**Aim of the task**
From the golf forum thread, extract word for word the passage between "I also wonder" and "are 300 yd....", inclusive.

**Text**
##########

I was rooting for the big fella!!:thup:

I am quite daft


----------



## palindromicbob (May 1, 2014)

Smitchell733 said:



			More cynical I would say!! But for the record I do know a non pro individual that can drive 300, just a normal working guy without super powers!!
		
Click to expand...


I can hit a 300 yard drive with my terrible swing and fade did so just the other week. not an average though. my average is probably closer to 220/230


----------



## PhilTheFragger (May 1, 2014)

Thought Timgolfy had made a spectacular return


----------



## Foxholer (May 1, 2014)

3565 said:



			As he's already admitted he doesn't, I was going to say, yes almost, but not CACK handed. Even your not that daft to believe it!
		
Click to expand...

Cack-handed guys can hit a very long way just like the rest of golfers! I know one who hits pretty close to that length. Plays casually off 6, so cack-handedness doesn't seem to have hampered him too much. Ben Hogan actually played cack-handed for a while as he was left-handed, but all the clubs he could get were right-handed.


----------



## RobertB (May 1, 2014)

3565 said:



			The holy grail in golf has been found to average over 300yds...................


GO CACK HANDED.............. :thup:

Justin Rose, just hit 117mph club head speed, 173Mph, carry 299yds............. Go CACK handed.
		
Click to expand...

all people who claim these prodigious distances seem to ignore the physics behind launching a golf ball.... they are also largely unaware of the numbers, such as above, required to send a ball out that distance .... and that's in a nice warm climate... 

I also wonder how such big hitters, who generate such club head and ball speed, never seem to convert that hitting into impressive mid-long iron hitting - should easily hit those 200 yd par 3s with 6I if the drives are 300 yd....


----------



## Siren (May 1, 2014)

##########

**Material**

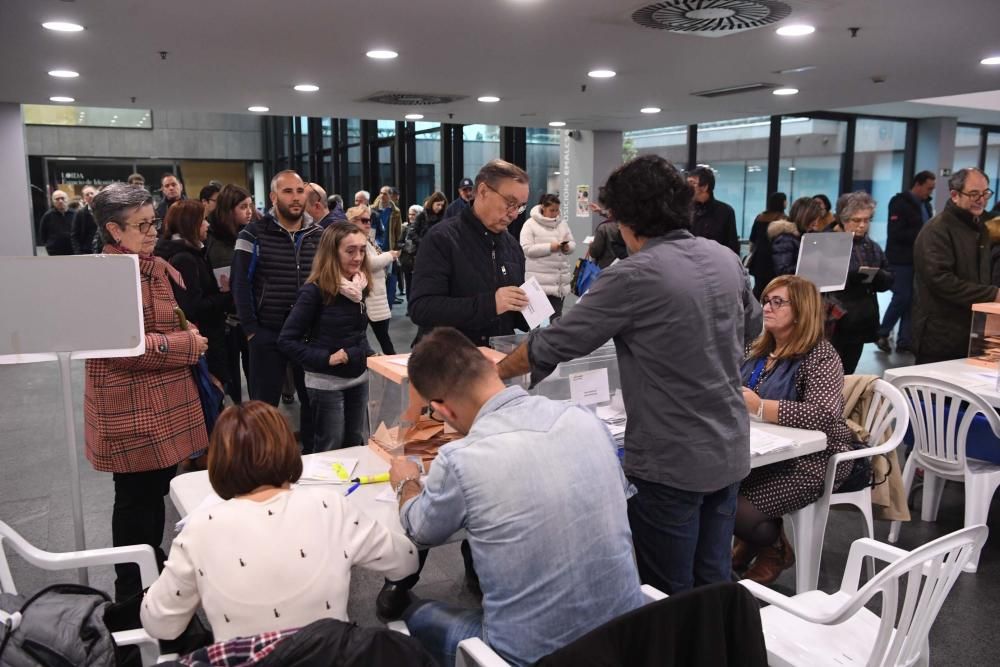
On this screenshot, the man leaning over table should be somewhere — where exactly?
[390,328,643,665]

##########

**Result of the exercise**
I also wonder how such big hitters, who generate such club head and ball speed, never seem to convert that hitting into impressive mid-long iron hitting - should easily hit those 200 yd par 3s with 6I if the drives are 300 yd....